### Extract:
BEGIN

In the study of 15-week streptozotocin-induced diabetic rats, total glutathione level was decreased in the liver and increased in the heart, kidney and plasma. Insulin treatment could completely or partially restore almost all diabetes-associated changes in tissue antioxidant status, except the decreased hepatic glutathione S-transferases (GST) activities. The results suggest that the diabetes-induced alterations in tissue glutathione antioxidant system may possibly reflect an inter-organ antioxidant response to a generalized increase in tissue oxidative stress. Also, the diabetes-associated impairment in hepatic GST activities may have implication in the susceptibility of diabetic liver to hepatotoxins.
In this connection, the study on short-term (2 weeks) diabetes in rats revealed the markedly increased susceptibility to carbon tetrachloride (CCl
4)-induced hepatotoxicity, which was associated with an impairment in glutathione antioxidant response. Hepatic reduced glutathione (GSH) level in short-term diabetic rats was increased while that of the liver mitochondria was decreased. When CCl
4 was administered at a dose of 0.2 ml/kg, diabetic rats exhibited an increased extent of hepatocellular damage compared with their non-diabetic counterparts. Such damage could be protected completely by insulin treatment and partially by schisandrin B (Sch B) pretreatment. The protection afforded by insulin and Sch B pretreatment may at least in part be attributed to the restoration of hepatic ascorbic acid level and GSWGSSG ratio, as well as the enhancement of both cytosolic and microsomal GST activities.

END

Referring expression data
BEGIN

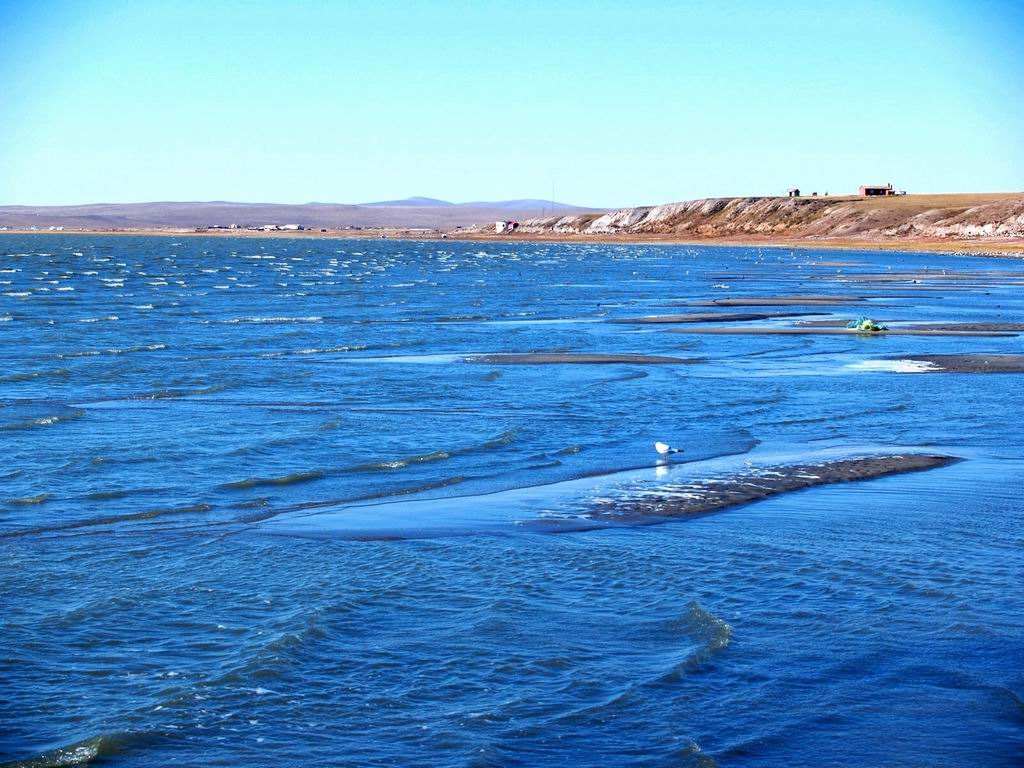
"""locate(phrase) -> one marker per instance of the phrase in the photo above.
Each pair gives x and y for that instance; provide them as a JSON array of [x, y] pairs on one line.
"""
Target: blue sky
[[604, 102]]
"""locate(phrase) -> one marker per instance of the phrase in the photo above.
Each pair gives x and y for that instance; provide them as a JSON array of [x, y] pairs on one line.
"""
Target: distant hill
[[409, 213], [410, 203]]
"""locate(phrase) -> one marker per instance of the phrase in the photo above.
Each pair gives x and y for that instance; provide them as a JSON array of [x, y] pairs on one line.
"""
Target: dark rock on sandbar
[[808, 331], [705, 497], [972, 364], [782, 301], [547, 358]]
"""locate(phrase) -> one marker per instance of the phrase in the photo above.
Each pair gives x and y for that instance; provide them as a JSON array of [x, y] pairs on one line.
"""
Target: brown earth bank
[[550, 358], [705, 497], [997, 216], [982, 224]]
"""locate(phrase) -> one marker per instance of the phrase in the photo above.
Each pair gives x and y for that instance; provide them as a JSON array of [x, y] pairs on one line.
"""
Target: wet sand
[[809, 300], [701, 498], [709, 317], [548, 358], [991, 248], [971, 364]]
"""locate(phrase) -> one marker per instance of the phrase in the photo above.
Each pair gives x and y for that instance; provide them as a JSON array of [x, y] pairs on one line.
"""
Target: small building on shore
[[877, 190]]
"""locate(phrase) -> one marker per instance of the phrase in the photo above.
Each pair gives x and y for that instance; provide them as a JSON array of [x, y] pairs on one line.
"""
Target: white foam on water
[[897, 367]]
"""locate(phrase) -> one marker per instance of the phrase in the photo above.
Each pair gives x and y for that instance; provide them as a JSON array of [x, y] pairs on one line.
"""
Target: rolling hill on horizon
[[416, 212]]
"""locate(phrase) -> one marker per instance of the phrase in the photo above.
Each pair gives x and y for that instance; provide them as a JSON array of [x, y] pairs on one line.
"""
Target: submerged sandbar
[[705, 497], [593, 358], [971, 364]]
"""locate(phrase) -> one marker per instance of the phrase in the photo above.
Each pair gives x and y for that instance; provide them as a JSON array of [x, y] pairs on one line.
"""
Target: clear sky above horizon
[[600, 103]]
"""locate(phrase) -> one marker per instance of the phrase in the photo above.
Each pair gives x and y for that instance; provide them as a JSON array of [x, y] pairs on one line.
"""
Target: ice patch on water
[[896, 367]]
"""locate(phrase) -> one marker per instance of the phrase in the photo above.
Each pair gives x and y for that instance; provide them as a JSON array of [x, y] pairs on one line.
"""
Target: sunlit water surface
[[257, 509]]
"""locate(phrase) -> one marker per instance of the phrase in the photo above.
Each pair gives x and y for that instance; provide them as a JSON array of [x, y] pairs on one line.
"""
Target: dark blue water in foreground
[[257, 509]]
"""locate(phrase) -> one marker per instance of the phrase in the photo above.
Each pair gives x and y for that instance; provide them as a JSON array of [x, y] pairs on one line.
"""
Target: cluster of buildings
[[260, 227], [865, 190]]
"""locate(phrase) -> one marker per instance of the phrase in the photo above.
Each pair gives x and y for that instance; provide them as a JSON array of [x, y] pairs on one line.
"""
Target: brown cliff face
[[916, 216]]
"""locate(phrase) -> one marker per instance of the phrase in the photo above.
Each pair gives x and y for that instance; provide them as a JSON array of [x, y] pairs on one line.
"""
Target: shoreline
[[994, 248]]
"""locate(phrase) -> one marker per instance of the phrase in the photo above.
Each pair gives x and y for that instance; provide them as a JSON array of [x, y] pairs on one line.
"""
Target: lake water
[[259, 506]]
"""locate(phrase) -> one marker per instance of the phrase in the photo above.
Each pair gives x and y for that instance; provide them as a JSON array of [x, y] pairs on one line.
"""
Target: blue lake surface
[[263, 503]]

END

### To do:
1 – From the diabetic rat passage, return the words between "In the study" and "liver to hepatotoxins.", inclusive.
2 – Answer these questions using the diabetic rat passage:
(a) How long had the streptozotocin-induced diabetic rats been diabetic in the first study?
(b) Which diabetes-associated change did insulin treatment fail to restore?
(c) At what dose was carbon tetrachloride given to the rats?

### Results in order:
1 –
In the study of 15-week streptozotocin-induced diabetic rats, total glutathione level was decreased in the liver and increased in the heart, kidney and plasma. Insulin treatment could completely or partially restore almost all diabetes-associated changes in tissue antioxidant status, except the decreased hepatic glutathione S-transferases (GST) activities. The results suggest that the diabetes-induced alterations in tissue glutathione antioxidant system may possibly reflect an inter-organ antioxidant response to a generalized increase in tissue oxidative stress. Also, the diabetes-associated impairment in hepatic GST activities may have implication in the susceptibility of diabetic liver to hepatotoxins.

2 –
(a) 15 weeks
(b) The decreased hepatic glutathione S-transferases (GST) activities
(c) 0.2 ml/kg